When compiling the Linux kernel, we often execute some commands in the top-level directory of the Linux kernel. Taking RK3288 as an example, commands include: make firefly-rk3288-linux_defconfig, make menuconfig, make firefly-rk3288.img, make zImage, etc. Without delving into the specific meanings yet, I would like to raise a few questions.
(1) The Linux kernel is so large (tens of thousands of files) and the directories are divided into many layers; how does it associate files across these directories?
(2) Linux supports so many architectures (X86, ARM, AVR, MIPS, etc.); why is it that when using a chip of a certain architecture, such as RK3288, the code for other architectures is not compiled? And why is the code related to other SOC architectures under the ARM architecture not compiled?
(3) What is the significance of executing the command: make menuconfig before compiling the kernel?
(4) What is the significance of executing the command: make zImage during kernel compilation?
(5) How are the Makefile and Kconfig files written in each layer of the Linux kernel?
I believe that once we understand and resolve the above questions, the question posed in the title of this article will naturally be answered. Below, I will address these questions one by one:
Question 1: How does the Linux kernel associate files across its many directories?
To accurately answer this question, only true experts might be able to do so, but I will share my understanding. The code management of the Linux kernel source code is very scientific. In the top-level directory of the Linux kernel source code, there are corresponding directories allocated, representing clusters of certain functions or attributes, thus achieving modularity for easier management. For instance, the arch directory is related to platform architecture, the include directory stores a large number of kernel header files, the drivers directory contains various driver codes such as graphics cards, network cards, USB buses, PCI buses, etc., the kernel directory stores implementations of architecture-specific features like semaphore handling and SMP, and the mm directory contains implementations of architecture-specific memory management programs, and so forth. Additionally, each subdirectory is further subdivided; for example, under the arch directory, there are directories related to the x86 architecture (x86), ARM architecture (arm), MIPS architecture (mips), and so on. This forms a tree structure.

━━━━

> _SET TASKS_
1. Count the lines in the entries below that contain the word "leaf", and reply with that number alone.
2. Continue the passage above on compiling the Linux kernel, starting right after its last sentence.

━━━━

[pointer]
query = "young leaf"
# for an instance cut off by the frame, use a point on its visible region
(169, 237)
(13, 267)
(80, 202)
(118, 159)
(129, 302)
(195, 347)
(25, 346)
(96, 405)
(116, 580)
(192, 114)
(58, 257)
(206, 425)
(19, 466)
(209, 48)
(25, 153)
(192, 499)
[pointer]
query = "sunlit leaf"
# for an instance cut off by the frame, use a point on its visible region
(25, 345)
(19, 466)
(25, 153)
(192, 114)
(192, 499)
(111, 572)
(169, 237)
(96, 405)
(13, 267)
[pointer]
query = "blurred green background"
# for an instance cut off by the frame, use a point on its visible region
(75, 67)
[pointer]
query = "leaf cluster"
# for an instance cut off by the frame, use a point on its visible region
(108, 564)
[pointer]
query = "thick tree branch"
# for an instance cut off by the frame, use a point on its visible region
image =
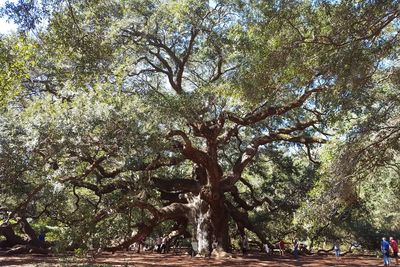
(259, 115)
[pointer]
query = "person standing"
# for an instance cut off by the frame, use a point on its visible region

━━━━

> _RESULTS OF THE TASKS_
1. 3

2.
Those who have studied data structures should know that there is a way to traverse a non-standard tree, although the algorithm may be more complex. In the Linux kernel source code, the connections between the various subdirectories are established through Kconfig files, while the Makefile files are used to determine whether the corresponding files in each directory should be compiled. The .config file acts like a master control panel, directing the Makefile to compile specified program code files (mainly C and assembly). All these control relationships are established by the Kconfig file.
In my understanding, this is essentially a method used for traversing a tree structure, akin to asking for directions. Whenever we ask for directions in an unfamiliar place, let’s say from point A to point E, the scenario usually goes like this:
Typically, we follow the directions given by the passerby to accurately find our destination E. Similarly, in a program or code architecture, the .config file acts like a passerby, Kconfig is the person asking for directions, and Makefile is the pair of legs doing the hard work! Haha!
Question 2: Why, when using a chip of a certain architecture like RK3288, is the code for other architectures not compiled, and why is related code for other SOC architectures under the ARM architecture not compiled?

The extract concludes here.